Capitol Alert: California will spend $232.9 billion in new state budget

dwalters@sacbee.comJuly 30, 2013 

5W28GROUP

Gov. Jerry Brown holds the state budget Thursday at the Capitol, joined by, from left, Assembly Speaker John A. Pérez, Senate President Pro Tem Darrell Steinberg and Sen. Mark Leno.

LEZLIE STERLING — lsterling@sacbee.com

California will spend $232.9 billion during the 2013-14 fiscal year if the recently enacted state budget is precisely followed.

But the total, outlined in a followup report by the Legislature's budget analyst, Mac Taylor, is only an educated guess, and if past patterns hold true the real levels of income and outgo will be billions of dollars different.

One differential is already known. State revenues are running about $2 billion ahead of the budget's assumptions - as Taylor predicted they would be - and that will affect the money the state must spend on public education, the largest single category in the budget, as well as potentially pay for mid-year increases in health and welfare spending that the Legislature's majority Democrats are seeking.

(Dataset entries)
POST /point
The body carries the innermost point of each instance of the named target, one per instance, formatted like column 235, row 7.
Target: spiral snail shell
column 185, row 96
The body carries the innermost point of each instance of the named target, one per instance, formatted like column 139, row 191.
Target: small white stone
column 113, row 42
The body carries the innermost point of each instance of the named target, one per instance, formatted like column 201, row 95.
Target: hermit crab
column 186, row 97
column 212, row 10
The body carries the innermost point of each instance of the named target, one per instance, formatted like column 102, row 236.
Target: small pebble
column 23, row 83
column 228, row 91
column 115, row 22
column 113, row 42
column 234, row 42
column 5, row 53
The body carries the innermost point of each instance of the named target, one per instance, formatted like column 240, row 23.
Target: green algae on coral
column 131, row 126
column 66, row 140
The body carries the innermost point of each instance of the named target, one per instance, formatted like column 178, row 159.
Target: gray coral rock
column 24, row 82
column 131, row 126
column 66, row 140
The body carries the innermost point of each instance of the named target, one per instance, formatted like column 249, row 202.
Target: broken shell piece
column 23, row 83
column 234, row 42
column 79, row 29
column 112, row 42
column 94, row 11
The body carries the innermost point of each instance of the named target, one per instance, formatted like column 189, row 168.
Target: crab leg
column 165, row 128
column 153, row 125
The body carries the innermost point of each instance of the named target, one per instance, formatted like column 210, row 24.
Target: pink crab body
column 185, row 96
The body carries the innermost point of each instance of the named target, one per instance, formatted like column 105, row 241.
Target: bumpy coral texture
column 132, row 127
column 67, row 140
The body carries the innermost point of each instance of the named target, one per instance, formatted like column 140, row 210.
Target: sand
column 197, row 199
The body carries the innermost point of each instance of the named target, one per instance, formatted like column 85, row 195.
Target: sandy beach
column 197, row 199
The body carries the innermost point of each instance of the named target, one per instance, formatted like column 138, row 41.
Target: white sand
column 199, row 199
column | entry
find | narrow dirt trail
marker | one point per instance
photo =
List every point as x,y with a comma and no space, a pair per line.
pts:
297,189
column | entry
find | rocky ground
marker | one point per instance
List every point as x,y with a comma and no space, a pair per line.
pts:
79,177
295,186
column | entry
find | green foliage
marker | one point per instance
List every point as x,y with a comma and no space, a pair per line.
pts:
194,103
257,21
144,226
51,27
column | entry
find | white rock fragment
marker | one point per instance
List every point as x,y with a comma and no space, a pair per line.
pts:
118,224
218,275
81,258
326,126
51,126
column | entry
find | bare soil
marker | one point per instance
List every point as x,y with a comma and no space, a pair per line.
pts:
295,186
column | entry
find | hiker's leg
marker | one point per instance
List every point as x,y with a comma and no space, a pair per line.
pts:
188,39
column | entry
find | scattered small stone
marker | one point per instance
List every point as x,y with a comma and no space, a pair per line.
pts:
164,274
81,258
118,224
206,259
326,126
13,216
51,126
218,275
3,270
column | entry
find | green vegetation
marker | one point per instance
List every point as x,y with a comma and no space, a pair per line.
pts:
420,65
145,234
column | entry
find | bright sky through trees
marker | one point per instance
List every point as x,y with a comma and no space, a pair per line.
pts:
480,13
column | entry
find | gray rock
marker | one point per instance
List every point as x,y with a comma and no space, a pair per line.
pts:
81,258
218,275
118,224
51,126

What you have to do: Reproduce verbatim the passage of the budget article that begins with the words containing "dwalters@sacbee.comJuly 30, 2013" and ends with "is precisely followed.".

Exercise output:
dwalters@sacbee.comJuly 30, 2013 

5W28GROUP

Gov. Jerry Brown holds the state budget Thursday at the Capitol, joined by, from left, Assembly Speaker John A. Pérez, Senate President Pro Tem Darrell Steinberg and Sen. Mark Leno.

LEZLIE STERLING — lsterling@sacbee.com

California will spend $232.9 billion during the 2013-14 fiscal year if the recently enacted state budget is precisely followed.